** YOUR INSTRUCTIONS **
Print the part of the listing that opens with the line containing "Each instance receives one point. Mark the person" and runs through the final line of the listing. Reproduce each line without any change.

++++ EXTRACTED ENTRIES ++++

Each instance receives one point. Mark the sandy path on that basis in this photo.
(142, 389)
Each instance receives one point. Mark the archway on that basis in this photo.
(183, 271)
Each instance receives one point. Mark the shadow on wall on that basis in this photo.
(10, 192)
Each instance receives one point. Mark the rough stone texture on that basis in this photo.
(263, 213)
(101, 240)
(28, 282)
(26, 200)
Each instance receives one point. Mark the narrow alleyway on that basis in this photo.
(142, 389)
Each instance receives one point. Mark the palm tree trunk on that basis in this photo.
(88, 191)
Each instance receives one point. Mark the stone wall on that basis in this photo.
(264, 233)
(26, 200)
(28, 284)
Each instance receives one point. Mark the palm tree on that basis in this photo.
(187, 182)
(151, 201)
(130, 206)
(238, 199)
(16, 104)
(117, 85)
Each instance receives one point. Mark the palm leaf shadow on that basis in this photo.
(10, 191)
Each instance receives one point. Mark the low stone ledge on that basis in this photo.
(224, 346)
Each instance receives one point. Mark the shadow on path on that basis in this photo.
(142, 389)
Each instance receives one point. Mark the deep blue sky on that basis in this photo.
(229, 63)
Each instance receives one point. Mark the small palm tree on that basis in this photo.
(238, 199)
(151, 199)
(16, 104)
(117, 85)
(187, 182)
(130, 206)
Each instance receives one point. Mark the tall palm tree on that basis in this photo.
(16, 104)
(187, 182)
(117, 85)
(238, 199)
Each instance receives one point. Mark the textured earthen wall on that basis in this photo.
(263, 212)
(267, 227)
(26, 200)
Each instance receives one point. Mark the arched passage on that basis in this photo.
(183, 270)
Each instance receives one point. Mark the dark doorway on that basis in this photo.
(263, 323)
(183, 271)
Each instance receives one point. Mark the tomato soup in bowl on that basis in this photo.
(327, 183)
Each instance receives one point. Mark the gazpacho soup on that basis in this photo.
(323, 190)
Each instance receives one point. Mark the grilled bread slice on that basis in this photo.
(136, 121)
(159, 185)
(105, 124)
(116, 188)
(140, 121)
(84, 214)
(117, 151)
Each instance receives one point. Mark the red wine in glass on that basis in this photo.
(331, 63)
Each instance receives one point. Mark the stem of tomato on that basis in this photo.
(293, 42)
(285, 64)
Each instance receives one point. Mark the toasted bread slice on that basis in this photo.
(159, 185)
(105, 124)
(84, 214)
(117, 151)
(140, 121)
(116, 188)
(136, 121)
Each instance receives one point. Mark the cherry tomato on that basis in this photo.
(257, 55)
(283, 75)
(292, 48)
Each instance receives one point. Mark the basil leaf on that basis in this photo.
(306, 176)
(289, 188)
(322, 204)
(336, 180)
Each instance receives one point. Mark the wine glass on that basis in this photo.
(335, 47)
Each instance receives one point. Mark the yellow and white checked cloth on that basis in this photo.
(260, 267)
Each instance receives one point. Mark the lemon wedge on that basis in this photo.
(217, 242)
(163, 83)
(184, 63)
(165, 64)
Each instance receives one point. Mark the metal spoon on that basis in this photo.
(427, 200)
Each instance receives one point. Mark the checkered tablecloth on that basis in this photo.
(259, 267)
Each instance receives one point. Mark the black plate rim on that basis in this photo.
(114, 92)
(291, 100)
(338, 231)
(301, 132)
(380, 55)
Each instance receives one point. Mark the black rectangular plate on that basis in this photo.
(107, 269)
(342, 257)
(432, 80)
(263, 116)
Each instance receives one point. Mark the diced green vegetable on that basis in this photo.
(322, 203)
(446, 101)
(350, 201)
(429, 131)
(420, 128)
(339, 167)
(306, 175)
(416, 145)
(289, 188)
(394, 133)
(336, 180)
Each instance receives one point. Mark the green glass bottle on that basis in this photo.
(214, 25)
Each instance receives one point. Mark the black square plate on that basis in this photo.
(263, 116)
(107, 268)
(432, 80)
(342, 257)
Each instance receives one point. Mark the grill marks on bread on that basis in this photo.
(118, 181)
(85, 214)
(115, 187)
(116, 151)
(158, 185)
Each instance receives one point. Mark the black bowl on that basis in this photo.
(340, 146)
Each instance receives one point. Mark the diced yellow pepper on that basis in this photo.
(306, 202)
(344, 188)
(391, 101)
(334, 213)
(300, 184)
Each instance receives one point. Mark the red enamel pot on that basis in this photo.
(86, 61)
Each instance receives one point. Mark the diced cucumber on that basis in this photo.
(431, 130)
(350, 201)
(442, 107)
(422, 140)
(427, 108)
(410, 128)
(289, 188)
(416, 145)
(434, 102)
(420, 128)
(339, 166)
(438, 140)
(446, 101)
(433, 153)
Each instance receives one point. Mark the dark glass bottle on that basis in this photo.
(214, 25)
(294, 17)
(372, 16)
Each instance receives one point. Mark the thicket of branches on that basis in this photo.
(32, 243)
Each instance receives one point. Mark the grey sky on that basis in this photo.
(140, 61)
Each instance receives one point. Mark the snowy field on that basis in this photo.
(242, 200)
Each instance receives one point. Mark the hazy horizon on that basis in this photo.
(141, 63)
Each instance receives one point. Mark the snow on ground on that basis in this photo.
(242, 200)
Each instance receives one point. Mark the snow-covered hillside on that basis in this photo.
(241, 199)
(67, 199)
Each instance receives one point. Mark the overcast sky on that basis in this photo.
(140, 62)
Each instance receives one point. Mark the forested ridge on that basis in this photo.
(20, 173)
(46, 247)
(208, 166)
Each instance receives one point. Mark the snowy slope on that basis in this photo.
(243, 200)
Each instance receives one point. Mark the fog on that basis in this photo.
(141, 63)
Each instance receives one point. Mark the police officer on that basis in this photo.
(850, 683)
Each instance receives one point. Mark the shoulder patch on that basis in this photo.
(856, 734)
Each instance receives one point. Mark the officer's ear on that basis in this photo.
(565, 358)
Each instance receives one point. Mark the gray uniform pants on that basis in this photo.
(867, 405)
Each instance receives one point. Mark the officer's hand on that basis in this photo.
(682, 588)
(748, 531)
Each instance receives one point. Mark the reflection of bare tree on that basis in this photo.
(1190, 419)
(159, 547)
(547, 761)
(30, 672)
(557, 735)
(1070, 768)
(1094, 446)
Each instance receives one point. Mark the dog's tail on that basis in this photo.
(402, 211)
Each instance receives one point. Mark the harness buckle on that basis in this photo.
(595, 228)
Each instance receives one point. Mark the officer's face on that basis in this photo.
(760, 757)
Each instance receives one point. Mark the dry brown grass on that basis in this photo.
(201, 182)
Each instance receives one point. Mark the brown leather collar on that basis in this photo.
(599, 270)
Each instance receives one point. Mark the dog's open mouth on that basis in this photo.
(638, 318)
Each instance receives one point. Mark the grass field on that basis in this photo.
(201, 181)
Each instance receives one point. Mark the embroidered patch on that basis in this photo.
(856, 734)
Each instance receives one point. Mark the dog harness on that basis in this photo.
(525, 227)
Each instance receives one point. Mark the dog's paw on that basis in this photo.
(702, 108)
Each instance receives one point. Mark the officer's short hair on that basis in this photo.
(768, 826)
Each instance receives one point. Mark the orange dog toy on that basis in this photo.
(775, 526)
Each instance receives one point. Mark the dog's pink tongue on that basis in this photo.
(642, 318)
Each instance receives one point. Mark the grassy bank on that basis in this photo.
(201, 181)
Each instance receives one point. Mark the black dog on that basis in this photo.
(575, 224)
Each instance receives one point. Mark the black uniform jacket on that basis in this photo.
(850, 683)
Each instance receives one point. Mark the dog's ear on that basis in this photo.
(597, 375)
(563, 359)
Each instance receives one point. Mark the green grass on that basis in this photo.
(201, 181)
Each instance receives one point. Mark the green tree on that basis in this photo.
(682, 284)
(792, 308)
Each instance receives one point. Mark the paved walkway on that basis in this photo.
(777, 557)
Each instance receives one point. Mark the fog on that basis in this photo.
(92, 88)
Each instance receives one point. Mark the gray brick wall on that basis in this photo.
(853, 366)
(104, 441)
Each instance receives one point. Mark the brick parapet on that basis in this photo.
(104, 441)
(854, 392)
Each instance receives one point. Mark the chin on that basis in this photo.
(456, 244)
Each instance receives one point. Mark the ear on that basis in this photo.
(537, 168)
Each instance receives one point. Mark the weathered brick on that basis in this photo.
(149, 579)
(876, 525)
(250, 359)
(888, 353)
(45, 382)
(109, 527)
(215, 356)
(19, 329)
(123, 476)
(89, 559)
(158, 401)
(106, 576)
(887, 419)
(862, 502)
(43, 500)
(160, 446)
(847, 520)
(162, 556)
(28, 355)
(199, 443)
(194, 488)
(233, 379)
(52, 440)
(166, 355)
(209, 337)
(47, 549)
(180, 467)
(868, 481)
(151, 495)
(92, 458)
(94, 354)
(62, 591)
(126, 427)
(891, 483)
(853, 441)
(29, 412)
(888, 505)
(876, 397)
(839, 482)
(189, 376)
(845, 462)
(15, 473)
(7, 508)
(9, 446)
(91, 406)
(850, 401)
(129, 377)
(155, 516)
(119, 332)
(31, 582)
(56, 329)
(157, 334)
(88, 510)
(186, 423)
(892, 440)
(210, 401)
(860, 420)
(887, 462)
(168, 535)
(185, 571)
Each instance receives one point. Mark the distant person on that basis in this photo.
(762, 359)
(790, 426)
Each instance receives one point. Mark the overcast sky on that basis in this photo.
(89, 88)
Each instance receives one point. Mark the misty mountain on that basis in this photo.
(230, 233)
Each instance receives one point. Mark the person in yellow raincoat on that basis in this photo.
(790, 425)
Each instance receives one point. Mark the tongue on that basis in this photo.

++++

** THE RESPONSE **
Each instance receives one point. Mark the person in yellow raincoat on that basis in this photo.
(790, 425)
Each instance receives one point. Mark the tongue on that basis in this photo.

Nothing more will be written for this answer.